**EXCERTO DO TEXTO**:
= = = =
Sai Eduardo Cabrita e meio mundo aplaude e diz que já vai tarde.
Lamento se vos desiludo mas eu não me junto a esse coro.

 

Devo dizer que não conheço particularmente a actuação de Eduardo Cabrita pelo que não posso dizer que é alguém por quem nutra especial especial admiração ou simpatia. Contudo, tenho ideia que é um todo o terreno, pau para toda a obra, trabalhador, dedicado ao país e sem ambição pessoal -- e isso não é pouco.

Vejo toda a gente encarniçada contra ele mas eu, sou franca, não sei bem porquê.

É certo que aconteceu aquela vergonha com o assassinato de Igor às mãos do SEF. Mas não aconteceu seguramente por ordens dele; e desgraças e acidentes acontecem quando se lida com realidades nem sempre fáceis. Contudo, o SEF era coisa de seu pelouro e, portanto, responsabilidade política havia. 

Ora, quando acontece uma desgraça ou acidente, a comunicação social, comentadores e redes sociais salivam e espumam exigindo a demissão.
= = = =
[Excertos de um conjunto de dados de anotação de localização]

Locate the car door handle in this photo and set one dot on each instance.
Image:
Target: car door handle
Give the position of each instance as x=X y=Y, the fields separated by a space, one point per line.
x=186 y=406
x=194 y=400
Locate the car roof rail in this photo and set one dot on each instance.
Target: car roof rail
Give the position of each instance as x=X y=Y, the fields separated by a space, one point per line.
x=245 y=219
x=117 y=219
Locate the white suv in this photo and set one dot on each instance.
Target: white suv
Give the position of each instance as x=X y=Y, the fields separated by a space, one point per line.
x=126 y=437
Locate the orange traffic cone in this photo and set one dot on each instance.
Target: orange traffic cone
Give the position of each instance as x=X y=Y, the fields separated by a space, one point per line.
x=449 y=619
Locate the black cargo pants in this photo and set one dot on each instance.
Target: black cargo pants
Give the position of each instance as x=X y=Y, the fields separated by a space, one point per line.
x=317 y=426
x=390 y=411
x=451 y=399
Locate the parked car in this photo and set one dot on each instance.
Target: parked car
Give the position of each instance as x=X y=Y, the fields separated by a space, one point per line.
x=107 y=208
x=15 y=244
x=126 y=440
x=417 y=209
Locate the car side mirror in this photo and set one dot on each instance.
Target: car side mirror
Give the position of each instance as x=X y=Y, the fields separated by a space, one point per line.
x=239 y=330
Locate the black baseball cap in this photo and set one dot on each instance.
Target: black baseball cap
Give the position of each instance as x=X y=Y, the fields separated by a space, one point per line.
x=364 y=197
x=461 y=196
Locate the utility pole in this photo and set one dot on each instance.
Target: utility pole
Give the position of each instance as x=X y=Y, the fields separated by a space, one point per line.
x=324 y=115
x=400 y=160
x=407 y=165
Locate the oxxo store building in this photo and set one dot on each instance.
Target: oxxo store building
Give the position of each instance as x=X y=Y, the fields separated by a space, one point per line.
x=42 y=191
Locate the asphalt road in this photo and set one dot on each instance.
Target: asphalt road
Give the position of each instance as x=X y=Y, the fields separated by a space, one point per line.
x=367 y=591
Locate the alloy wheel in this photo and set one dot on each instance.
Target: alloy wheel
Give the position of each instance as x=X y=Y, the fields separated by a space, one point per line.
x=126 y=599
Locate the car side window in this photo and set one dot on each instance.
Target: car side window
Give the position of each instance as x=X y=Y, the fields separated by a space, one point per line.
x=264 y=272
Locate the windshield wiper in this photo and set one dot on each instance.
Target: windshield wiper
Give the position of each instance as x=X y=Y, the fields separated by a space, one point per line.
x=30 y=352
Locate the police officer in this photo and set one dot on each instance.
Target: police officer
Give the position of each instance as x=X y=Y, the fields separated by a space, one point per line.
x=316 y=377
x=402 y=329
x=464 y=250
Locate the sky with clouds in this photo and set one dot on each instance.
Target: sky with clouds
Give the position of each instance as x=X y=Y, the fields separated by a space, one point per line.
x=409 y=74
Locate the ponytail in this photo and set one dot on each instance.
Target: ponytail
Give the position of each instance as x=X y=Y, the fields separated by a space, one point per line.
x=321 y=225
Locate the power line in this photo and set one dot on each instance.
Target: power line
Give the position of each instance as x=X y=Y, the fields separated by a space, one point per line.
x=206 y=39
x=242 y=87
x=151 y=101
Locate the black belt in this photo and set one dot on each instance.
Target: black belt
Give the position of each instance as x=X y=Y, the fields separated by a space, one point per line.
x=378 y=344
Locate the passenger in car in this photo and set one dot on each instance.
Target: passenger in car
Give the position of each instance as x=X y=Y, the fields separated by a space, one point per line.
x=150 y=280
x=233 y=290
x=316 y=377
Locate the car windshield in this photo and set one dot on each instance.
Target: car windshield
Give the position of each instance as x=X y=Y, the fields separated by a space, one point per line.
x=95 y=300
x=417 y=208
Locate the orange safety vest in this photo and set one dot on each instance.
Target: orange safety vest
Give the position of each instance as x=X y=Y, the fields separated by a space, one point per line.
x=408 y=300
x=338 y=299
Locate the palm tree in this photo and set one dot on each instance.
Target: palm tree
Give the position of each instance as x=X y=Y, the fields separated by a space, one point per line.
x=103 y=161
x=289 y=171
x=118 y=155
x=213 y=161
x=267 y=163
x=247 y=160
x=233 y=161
= = = =
**TAREFAS A RESOLVER**:
a. Enumere as qualidades que o excerto atribui a Eduardo Cabrita.
b. Traduza para inglês esta frase do excerto: "Vejo toda a gente encarniçada contra ele mas eu, sou franca, não sei bem porquê."
c. Transcreva literalmente a passagem do excerto que vai de "Lamento se vos" a "responsabilidade política havia.", ambos incluídos.
A listagem não tem qualquer relação com o excerto.

**RESPOSTAS DADAS**:
a. um todo o terreno; pau para toda a obra; trabalhador; dedicado ao país; sem ambição pessoal

b. I see everyone up in arms against him, but I, to be frank, don't really know why.

c.
Lamento se vos desiludo mas eu não me junto a esse coro.

 

Devo dizer que não conheço particularmente a actuação de Eduardo Cabrita pelo que não posso dizer que é alguém por quem nutra especial especial admiração ou simpatia. Contudo, tenho ideia que é um todo o terreno, pau para toda a obra, trabalhador, dedicado ao país e sem ambição pessoal -- e isso não é pouco.

Vejo toda a gente encarniçada contra ele mas eu, sou franca, não sei bem porquê.

É certo que aconteceu aquela vergonha com o assassinato de Igor às mãos do SEF. Mas não aconteceu seguramente por ordens dele; e desgraças e acidentes acontecem quando se lida com realidades nem sempre fáceis. Contudo, o SEF era coisa de seu pelouro e, portanto, responsabilidade política havia.